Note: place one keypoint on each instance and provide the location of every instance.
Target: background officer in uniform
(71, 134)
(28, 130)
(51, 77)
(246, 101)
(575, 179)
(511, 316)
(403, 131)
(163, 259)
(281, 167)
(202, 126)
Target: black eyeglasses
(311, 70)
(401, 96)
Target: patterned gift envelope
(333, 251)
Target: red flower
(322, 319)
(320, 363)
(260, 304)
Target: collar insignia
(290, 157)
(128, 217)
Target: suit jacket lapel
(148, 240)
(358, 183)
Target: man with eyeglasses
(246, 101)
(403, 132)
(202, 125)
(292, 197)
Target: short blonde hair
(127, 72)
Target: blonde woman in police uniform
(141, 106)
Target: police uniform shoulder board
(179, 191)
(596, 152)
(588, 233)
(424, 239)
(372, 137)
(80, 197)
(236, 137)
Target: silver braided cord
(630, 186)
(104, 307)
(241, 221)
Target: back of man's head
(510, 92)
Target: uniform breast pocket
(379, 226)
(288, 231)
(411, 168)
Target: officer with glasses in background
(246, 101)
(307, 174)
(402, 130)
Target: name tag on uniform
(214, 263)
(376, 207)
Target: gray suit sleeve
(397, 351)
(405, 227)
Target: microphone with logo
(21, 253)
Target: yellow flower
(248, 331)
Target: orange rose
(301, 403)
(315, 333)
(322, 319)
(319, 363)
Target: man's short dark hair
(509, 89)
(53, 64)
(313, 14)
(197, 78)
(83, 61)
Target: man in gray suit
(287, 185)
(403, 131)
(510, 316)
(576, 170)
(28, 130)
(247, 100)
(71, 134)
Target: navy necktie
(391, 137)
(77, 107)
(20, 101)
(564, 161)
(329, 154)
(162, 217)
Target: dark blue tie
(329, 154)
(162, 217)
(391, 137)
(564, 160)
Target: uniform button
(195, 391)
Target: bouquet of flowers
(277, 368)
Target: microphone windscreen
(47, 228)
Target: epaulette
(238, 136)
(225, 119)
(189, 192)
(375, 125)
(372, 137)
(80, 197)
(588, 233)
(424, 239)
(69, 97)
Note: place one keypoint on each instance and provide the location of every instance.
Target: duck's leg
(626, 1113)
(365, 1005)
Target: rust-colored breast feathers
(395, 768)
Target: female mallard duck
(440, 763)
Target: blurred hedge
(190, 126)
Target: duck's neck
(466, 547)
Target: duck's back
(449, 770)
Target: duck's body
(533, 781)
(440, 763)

#####

* _What needs to be done_: Could you restate the listing above word for word, leaving nothing out?

* _Answer_:
Note: place one keypoint on each instance and provide the location of every instance.
Target: background officer in uniform
(71, 134)
(28, 130)
(51, 77)
(246, 101)
(575, 179)
(511, 316)
(403, 131)
(163, 259)
(281, 167)
(202, 126)
Target: black eyeglasses
(311, 70)
(401, 96)
Target: patterned gift envelope
(333, 251)
Target: red flower
(322, 319)
(320, 363)
(260, 304)
Target: collar insignia
(290, 157)
(128, 217)
Target: suit jacket lapel
(148, 240)
(358, 183)
Target: man with eyeglasses
(246, 101)
(403, 132)
(202, 125)
(292, 197)
Target: short blonde hair
(127, 72)
Target: blonde woman in police uniform
(141, 106)
Target: police uniform shoulder board
(179, 191)
(596, 152)
(588, 233)
(424, 239)
(372, 137)
(80, 197)
(236, 137)
Target: silver braided cord
(630, 186)
(104, 307)
(241, 221)
Target: back of man's head
(510, 92)
Target: uniform breast pocket
(379, 226)
(288, 231)
(411, 168)
Target: officer with glasses in background
(246, 101)
(307, 174)
(402, 130)
Target: name tag on uniform
(214, 263)
(376, 207)
Target: gray suit sleeve
(397, 351)
(405, 227)
Target: microphone with logo
(21, 253)
Target: yellow flower
(248, 331)
Target: orange rose
(301, 403)
(315, 333)
(322, 319)
(319, 363)
Target: man's short dark hair
(509, 89)
(53, 64)
(313, 14)
(197, 78)
(83, 61)
Target: man in gray suit
(287, 185)
(403, 131)
(510, 316)
(576, 170)
(28, 130)
(247, 100)
(71, 134)
Target: navy necktie
(391, 137)
(77, 107)
(20, 101)
(564, 161)
(329, 154)
(162, 217)
Target: dark blue tie
(329, 154)
(162, 217)
(391, 137)
(564, 160)
Target: uniform button
(195, 391)
Target: bouquet of flowers
(277, 368)
Target: microphone windscreen
(47, 228)
Target: epaulette
(238, 136)
(225, 119)
(189, 192)
(375, 125)
(372, 137)
(80, 197)
(588, 233)
(424, 239)
(69, 97)
Note: place one keypoint on each instance and provide the location of every instance.
Target: duck's leg
(626, 1113)
(365, 1005)
Target: rust-colored breast feathers
(395, 768)
Target: female mallard duck
(440, 763)
Target: blurred hedge
(190, 126)
Target: duck's neck
(466, 547)
Target: duck's back
(449, 770)
Target: duck's body
(533, 781)
(440, 763)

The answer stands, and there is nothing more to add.